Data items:
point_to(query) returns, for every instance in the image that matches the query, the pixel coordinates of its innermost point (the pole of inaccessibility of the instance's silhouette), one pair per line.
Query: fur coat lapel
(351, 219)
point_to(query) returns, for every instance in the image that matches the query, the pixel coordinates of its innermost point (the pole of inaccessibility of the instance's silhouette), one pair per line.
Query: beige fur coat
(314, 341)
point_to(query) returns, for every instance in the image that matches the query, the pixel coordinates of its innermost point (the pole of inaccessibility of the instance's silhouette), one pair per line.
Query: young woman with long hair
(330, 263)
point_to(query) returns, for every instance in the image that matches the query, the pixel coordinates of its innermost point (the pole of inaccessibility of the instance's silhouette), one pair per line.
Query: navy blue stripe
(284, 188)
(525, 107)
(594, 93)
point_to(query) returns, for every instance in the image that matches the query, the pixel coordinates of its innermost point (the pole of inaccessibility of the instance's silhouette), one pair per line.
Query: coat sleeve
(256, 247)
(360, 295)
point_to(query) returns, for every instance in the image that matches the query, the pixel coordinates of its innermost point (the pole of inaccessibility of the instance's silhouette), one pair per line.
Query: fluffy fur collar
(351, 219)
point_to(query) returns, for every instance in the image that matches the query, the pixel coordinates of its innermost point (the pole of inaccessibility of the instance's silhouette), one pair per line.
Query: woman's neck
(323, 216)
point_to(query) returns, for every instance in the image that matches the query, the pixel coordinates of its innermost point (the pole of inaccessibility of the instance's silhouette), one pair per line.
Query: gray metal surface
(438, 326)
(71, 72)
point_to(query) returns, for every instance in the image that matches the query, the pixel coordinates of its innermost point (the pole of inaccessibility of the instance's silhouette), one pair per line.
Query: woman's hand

▶ [GOAL OF THE EXERCISE]
Copy the records above. Leave out nothing.

▶ [RESPONSE BELOW]
point_to(query) returns, for every instance in the image that matches the query, the pixel coordinates of its innermost point (the pole of inaccessibility of the instance's silhouette), one pair per line.
Query: fur coat lapel
(351, 219)
point_to(query) returns, for every instance in the image that matches the query, the pixel coordinates of its innermost point (the pole of inaccessibility of the instance's silhouette), one pair per line.
Query: beige fur coat
(314, 341)
point_to(query) returns, for every instance in the image that matches the query, the pixel coordinates of its innermost point (the pole of inaccessibility of the instance's silhouette), one pair per line.
Query: young woman with long hair
(330, 263)
point_to(query) returns, for every instance in the image that matches the query, the pixel coordinates of its innermost point (the pole of inaccessibility of the instance's silhouette), one pair per line.
Query: navy blue stripe
(284, 188)
(525, 107)
(594, 93)
point_to(query) returns, for every instance in the image that matches the query, the pixel coordinates of its innermost point (the pole of inaccessibility of the instance's silhouette), one pair per line.
Query: coat sleeve
(256, 247)
(360, 295)
point_to(query) returns, for every instance in the image that matches the query, the pixel coordinates of its innermost point (the pole of inaccessibility of the instance's silhouette), one pair per line.
Query: fluffy fur collar
(351, 219)
point_to(query) returns, for every instance in the image that matches the query, the pixel coordinates of its innermost point (the pole of inaccessibility of the instance's silhouette), one pair per line.
Query: woman's neck
(323, 216)
point_to(query) returns, for every instance in the image that matches the query, the pixel coordinates of its innermost point (the pole of inaccessibility of the instance's silhouette), one pair per line.
Query: gray metal surface
(438, 326)
(71, 72)
point_to(query) returns, for every instance in the image that matches the query, the pixel coordinates of its innermost point (the pole of inaccessibility of the instance's silhouette), one pair per line.
Query: woman's hand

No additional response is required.